(Data entries)
##############################

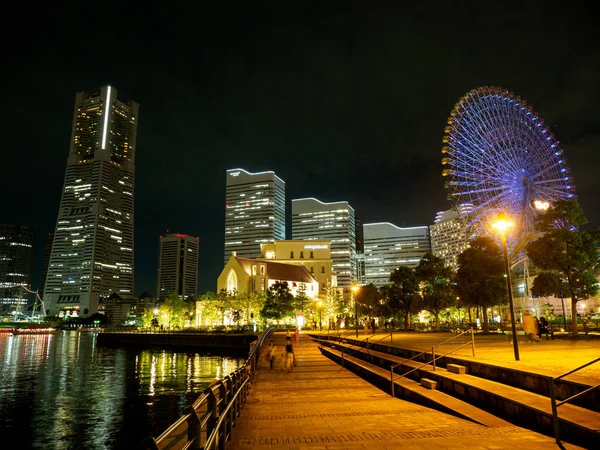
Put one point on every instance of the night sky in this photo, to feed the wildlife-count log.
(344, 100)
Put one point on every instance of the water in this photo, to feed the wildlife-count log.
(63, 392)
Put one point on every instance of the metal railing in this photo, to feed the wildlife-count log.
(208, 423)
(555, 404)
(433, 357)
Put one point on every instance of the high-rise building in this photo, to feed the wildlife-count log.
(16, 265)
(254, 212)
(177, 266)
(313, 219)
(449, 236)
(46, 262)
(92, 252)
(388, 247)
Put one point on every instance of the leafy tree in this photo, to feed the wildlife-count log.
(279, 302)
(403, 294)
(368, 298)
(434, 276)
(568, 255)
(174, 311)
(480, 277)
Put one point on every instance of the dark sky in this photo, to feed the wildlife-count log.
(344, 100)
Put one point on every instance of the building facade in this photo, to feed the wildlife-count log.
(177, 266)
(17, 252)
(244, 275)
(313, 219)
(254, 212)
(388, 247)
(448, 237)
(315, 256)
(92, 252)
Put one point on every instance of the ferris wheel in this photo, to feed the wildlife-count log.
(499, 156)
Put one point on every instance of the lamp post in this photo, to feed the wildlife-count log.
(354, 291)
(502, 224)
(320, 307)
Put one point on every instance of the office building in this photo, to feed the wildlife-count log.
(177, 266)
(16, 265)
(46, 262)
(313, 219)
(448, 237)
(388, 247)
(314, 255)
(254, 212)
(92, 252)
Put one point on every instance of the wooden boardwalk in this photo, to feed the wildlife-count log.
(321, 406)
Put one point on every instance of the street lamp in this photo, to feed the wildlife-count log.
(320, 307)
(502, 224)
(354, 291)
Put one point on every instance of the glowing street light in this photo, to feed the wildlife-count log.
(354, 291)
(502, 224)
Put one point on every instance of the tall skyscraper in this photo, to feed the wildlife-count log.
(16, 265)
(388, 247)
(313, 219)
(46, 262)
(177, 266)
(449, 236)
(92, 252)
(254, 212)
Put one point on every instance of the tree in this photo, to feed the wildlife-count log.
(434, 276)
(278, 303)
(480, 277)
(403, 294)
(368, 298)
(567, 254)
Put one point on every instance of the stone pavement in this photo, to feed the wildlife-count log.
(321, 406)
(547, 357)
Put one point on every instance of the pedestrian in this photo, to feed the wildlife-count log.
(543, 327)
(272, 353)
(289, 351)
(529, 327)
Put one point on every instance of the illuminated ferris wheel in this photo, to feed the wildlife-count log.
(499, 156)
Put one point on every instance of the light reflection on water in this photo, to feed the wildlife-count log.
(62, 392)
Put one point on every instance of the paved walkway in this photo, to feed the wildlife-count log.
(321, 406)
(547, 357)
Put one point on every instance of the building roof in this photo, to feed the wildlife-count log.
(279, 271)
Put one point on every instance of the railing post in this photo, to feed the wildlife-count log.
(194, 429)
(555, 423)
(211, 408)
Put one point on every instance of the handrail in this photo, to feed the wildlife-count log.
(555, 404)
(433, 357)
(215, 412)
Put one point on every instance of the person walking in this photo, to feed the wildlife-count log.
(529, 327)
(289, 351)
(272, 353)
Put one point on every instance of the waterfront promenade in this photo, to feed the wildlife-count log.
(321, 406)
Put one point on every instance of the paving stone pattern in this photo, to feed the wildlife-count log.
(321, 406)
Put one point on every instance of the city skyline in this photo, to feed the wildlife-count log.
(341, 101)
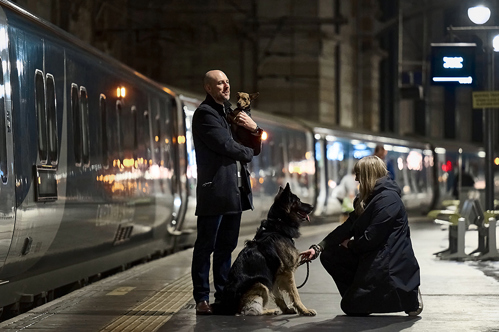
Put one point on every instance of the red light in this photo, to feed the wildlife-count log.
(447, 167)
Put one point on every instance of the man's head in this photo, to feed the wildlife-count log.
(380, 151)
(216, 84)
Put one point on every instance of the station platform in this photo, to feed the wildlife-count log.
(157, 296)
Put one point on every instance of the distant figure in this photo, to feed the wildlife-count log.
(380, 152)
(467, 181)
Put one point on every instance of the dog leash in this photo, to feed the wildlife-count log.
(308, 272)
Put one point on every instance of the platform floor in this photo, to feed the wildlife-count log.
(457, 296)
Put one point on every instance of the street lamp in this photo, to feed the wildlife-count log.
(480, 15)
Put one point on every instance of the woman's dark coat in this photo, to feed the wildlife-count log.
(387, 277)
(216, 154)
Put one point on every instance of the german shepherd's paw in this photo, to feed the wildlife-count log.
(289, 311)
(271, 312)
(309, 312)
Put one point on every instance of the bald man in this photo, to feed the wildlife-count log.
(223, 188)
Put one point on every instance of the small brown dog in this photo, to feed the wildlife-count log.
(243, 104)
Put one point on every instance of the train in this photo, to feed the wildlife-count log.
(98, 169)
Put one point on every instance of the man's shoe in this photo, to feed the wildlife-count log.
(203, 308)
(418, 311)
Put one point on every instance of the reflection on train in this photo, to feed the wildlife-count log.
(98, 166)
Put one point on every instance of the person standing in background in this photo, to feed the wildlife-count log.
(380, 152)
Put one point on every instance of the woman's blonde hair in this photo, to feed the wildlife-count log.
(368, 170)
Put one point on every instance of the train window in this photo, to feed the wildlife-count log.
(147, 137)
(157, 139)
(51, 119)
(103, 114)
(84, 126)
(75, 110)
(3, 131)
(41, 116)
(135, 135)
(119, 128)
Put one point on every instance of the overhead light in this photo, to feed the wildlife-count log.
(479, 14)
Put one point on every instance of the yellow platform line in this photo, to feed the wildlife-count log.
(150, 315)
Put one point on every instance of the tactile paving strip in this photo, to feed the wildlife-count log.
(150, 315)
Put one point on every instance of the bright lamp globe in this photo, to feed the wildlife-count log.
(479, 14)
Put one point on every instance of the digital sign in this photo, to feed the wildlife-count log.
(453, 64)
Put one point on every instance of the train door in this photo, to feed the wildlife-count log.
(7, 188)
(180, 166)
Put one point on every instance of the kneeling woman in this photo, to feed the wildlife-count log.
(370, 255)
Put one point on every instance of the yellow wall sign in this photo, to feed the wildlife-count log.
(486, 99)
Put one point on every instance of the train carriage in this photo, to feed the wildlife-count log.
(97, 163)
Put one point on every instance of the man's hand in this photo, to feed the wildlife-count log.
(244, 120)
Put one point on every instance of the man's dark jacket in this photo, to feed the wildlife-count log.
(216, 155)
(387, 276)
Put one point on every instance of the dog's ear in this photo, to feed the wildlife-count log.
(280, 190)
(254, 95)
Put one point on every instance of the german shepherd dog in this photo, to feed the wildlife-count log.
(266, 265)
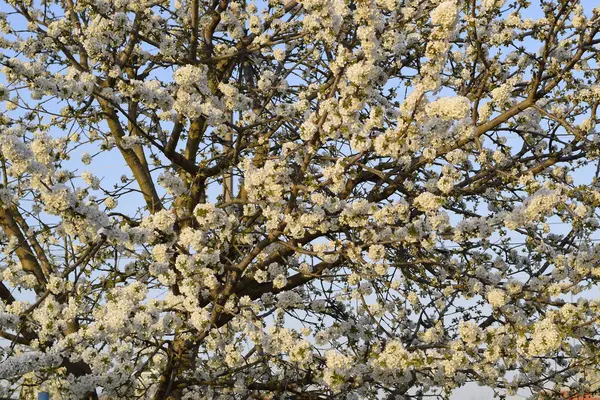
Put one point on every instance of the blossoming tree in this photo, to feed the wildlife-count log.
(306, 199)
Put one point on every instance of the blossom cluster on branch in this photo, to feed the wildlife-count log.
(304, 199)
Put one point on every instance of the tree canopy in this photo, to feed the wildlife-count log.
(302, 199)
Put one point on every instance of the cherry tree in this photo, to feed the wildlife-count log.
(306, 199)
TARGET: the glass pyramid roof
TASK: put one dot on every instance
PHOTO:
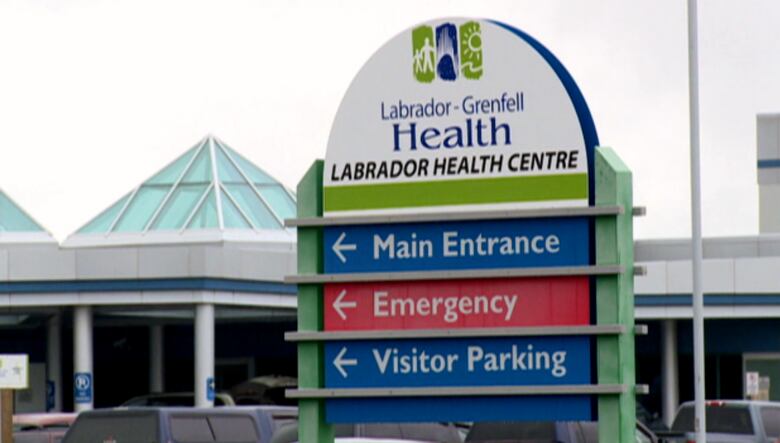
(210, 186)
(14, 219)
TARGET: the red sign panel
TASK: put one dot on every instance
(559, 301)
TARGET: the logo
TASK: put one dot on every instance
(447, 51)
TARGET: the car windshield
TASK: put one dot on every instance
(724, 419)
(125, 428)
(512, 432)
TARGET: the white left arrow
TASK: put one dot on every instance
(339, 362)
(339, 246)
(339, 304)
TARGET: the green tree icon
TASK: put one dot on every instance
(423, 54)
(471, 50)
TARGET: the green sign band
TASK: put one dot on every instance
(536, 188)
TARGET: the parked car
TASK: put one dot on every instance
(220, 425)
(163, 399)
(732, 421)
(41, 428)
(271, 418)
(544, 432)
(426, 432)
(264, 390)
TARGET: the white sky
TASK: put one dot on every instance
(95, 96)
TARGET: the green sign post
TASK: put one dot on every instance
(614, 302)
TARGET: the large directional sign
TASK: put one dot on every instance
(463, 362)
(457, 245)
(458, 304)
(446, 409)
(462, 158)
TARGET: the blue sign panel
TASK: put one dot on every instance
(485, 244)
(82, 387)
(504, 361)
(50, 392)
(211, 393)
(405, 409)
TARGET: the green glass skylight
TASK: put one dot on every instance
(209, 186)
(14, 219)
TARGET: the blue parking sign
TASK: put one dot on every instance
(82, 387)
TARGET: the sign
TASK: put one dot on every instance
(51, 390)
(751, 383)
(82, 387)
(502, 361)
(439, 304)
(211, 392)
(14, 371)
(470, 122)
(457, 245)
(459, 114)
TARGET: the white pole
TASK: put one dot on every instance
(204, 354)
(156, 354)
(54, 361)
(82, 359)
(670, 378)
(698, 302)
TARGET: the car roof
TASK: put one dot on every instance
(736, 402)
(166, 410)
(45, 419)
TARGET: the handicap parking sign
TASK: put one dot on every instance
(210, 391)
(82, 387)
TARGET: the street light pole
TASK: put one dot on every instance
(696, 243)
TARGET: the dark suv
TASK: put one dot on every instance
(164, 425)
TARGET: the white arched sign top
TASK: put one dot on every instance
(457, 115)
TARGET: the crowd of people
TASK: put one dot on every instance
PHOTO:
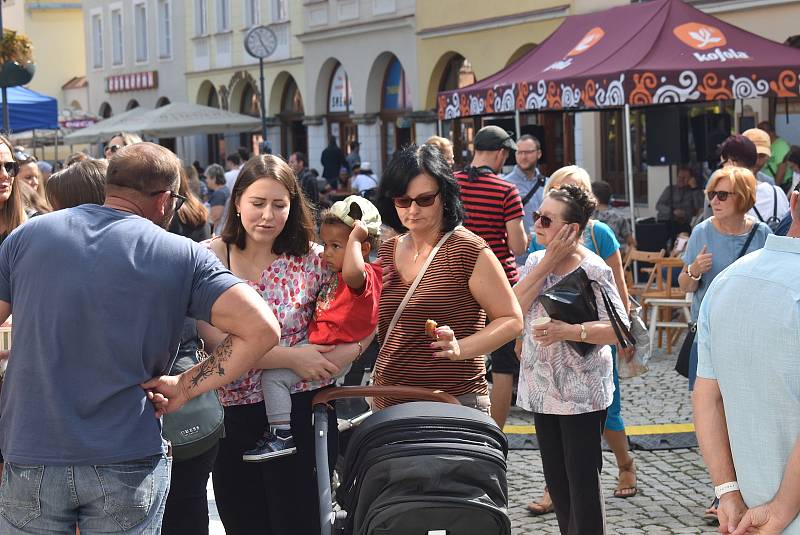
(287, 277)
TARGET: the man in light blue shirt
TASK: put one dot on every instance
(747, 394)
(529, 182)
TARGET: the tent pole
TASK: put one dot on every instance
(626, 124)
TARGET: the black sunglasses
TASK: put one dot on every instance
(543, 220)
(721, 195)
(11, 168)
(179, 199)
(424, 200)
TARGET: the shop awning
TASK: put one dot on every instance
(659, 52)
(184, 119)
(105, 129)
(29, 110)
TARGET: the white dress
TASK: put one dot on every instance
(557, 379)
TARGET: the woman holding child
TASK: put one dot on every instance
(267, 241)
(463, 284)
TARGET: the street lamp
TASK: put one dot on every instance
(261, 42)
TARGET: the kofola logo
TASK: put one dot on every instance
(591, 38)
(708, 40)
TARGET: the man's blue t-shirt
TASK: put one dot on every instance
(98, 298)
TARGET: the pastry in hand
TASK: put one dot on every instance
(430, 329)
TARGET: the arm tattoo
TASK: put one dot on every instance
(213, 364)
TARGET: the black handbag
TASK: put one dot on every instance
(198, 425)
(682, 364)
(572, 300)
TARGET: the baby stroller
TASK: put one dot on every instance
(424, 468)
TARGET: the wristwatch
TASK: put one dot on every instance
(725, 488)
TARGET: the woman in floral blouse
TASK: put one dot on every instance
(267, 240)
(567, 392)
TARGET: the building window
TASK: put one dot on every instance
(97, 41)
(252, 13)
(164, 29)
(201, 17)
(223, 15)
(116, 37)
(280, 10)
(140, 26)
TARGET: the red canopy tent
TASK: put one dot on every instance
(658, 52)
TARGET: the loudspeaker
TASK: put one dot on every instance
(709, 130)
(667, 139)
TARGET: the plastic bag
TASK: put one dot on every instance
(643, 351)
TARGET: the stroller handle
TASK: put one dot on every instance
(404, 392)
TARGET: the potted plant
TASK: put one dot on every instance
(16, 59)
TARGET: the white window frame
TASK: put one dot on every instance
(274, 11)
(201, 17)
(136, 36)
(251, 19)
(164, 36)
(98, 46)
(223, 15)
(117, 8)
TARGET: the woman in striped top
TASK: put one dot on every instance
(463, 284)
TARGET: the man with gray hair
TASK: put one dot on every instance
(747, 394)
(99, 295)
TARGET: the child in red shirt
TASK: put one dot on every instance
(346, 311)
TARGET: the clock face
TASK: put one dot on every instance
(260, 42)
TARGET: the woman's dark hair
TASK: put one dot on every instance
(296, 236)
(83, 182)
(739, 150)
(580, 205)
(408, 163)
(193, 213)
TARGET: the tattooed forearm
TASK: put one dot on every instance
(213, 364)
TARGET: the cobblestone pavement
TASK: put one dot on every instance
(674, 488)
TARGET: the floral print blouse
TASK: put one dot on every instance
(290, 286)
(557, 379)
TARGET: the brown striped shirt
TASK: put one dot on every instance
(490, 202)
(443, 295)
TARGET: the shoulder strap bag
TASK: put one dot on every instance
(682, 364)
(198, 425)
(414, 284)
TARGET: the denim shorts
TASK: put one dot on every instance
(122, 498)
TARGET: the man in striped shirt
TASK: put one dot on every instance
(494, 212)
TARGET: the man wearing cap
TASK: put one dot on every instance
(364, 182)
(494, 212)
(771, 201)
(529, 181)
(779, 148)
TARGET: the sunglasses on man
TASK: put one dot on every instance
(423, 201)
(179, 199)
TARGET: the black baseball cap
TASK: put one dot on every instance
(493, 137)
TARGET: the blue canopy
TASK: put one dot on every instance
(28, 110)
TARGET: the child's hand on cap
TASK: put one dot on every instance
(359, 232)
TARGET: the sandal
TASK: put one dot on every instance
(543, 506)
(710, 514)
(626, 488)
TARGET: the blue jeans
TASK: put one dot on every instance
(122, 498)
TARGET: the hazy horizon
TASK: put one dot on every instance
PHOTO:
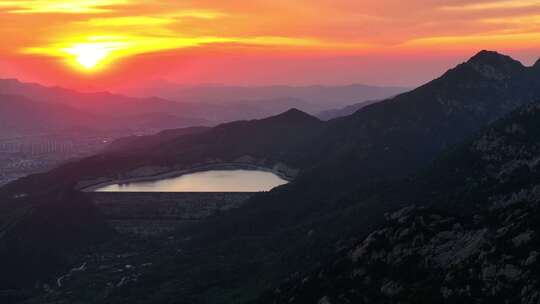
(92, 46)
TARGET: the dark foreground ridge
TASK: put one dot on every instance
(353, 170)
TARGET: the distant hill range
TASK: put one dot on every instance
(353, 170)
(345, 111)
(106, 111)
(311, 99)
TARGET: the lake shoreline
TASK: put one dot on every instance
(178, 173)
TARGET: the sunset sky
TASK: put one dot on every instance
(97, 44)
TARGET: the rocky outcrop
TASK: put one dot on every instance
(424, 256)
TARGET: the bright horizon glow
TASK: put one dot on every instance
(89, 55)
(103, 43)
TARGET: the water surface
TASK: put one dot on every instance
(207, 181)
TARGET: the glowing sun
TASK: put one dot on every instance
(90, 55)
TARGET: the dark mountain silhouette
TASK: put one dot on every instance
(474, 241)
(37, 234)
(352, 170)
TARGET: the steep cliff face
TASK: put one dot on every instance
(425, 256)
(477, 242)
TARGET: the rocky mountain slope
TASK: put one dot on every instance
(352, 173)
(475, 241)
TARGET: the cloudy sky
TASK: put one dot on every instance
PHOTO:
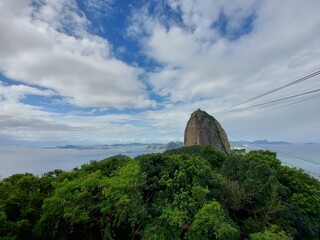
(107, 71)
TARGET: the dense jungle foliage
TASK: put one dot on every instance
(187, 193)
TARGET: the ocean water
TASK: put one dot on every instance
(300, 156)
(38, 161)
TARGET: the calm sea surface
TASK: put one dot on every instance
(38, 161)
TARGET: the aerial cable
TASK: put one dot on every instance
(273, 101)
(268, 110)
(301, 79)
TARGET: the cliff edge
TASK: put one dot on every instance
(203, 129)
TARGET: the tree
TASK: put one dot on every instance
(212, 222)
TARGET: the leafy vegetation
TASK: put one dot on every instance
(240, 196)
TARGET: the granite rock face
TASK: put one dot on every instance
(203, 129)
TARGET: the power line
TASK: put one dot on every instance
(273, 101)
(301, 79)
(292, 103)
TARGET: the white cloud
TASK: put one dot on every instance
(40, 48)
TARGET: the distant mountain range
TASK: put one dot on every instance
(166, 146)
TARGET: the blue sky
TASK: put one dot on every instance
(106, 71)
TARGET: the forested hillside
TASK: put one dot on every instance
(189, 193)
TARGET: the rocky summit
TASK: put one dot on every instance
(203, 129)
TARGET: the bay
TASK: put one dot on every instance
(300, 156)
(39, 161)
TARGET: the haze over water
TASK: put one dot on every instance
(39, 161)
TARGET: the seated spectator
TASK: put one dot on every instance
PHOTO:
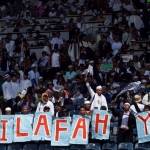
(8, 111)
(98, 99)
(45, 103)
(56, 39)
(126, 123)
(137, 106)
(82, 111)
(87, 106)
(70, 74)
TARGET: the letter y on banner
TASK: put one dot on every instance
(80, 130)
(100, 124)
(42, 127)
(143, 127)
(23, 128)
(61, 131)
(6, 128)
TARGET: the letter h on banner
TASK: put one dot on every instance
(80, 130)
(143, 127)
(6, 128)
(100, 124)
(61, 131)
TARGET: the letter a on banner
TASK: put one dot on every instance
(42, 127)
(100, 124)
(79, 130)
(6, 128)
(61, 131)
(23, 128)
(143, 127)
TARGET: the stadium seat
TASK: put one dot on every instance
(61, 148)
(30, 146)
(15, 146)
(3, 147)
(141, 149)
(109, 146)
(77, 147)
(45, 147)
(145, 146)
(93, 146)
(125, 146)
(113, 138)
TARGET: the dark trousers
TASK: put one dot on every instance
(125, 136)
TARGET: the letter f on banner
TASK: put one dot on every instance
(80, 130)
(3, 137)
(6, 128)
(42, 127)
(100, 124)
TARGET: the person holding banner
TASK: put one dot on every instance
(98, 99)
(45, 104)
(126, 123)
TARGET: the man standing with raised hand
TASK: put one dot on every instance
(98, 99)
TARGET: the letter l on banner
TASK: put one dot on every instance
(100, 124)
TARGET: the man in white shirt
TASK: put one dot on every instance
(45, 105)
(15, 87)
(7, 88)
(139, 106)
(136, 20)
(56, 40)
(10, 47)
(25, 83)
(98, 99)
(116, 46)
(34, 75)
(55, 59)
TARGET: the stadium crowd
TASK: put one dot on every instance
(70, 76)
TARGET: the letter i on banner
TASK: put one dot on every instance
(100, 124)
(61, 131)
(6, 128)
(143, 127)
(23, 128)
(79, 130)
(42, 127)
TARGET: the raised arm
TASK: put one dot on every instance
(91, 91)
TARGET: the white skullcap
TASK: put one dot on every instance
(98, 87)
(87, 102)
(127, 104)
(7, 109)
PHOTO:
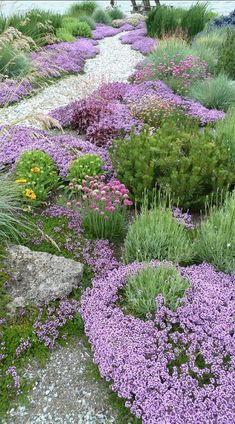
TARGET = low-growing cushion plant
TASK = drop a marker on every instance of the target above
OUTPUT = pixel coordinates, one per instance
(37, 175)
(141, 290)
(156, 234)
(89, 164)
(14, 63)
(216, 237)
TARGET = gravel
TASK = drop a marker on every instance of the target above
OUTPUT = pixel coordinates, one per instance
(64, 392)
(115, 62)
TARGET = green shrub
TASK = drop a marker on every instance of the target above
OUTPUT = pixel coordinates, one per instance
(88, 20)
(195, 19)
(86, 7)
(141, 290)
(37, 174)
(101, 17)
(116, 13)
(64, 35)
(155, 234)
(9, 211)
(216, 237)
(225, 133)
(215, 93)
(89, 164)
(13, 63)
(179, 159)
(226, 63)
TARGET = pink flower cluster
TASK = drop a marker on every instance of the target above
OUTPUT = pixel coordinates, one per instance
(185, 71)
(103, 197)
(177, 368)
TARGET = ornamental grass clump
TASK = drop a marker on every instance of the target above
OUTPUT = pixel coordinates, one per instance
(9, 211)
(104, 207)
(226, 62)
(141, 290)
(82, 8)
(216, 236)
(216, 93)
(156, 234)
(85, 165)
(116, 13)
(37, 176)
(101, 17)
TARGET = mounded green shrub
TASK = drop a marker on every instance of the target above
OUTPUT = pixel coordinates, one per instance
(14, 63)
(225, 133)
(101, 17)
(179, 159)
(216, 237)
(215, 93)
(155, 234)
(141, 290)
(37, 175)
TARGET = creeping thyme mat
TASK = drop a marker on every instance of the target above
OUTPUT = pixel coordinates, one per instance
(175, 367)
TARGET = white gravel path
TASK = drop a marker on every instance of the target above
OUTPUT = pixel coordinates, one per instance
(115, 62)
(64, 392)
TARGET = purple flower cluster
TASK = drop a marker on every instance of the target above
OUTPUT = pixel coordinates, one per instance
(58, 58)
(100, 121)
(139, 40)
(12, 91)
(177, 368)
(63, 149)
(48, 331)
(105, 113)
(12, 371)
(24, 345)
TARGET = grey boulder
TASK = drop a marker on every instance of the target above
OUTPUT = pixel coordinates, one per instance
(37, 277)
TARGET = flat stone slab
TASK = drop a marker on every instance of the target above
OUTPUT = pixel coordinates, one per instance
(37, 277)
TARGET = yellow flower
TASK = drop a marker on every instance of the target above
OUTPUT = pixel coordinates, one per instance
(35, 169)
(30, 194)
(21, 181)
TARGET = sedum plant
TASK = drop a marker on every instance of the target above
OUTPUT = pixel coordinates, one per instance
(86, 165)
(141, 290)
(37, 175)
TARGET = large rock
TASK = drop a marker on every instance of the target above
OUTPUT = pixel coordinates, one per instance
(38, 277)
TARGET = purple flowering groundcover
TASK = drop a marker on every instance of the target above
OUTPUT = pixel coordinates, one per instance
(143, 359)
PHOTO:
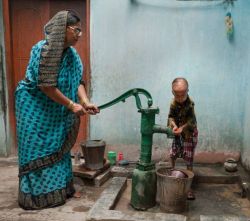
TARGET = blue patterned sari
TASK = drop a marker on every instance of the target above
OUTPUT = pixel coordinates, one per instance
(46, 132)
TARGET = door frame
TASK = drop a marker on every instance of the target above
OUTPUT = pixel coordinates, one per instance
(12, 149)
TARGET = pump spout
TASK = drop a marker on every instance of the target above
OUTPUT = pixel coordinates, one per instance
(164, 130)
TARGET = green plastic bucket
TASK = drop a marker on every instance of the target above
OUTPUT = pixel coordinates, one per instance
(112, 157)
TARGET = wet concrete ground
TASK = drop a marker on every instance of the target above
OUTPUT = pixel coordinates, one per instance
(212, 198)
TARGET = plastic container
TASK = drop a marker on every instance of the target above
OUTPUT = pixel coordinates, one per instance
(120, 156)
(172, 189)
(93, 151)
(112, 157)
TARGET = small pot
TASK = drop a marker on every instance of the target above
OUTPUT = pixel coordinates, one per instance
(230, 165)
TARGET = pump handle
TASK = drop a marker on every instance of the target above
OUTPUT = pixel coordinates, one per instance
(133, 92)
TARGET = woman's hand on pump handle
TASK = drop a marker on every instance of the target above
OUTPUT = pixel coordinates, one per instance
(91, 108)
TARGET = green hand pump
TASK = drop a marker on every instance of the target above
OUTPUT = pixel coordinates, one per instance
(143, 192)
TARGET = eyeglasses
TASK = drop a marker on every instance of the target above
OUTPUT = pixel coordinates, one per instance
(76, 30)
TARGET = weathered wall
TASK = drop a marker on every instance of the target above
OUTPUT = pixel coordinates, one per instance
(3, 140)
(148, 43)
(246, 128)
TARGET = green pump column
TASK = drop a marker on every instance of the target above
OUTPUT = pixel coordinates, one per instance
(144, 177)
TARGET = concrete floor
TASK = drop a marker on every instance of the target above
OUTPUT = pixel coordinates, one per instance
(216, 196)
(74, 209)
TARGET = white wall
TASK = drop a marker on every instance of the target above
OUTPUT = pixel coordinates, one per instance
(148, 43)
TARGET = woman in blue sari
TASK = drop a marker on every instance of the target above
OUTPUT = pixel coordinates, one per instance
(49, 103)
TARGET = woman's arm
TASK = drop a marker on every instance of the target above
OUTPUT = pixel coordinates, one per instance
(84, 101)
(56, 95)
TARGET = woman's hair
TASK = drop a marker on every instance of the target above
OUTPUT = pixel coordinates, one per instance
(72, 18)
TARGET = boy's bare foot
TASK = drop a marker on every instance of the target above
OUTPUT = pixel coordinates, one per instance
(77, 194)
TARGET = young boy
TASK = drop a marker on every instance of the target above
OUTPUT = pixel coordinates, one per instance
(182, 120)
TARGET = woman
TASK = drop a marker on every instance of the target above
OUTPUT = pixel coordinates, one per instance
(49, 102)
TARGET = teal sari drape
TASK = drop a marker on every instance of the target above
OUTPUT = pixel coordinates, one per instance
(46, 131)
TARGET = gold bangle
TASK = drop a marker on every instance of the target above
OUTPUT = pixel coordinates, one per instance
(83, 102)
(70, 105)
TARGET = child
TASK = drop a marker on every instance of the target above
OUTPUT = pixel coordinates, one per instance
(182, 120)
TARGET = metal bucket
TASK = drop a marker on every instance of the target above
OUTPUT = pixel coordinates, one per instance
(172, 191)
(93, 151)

##############################

- _Goal of the exercise_
How many of the lines above hold "white"? Answer with only the number.

- _Written reply_
11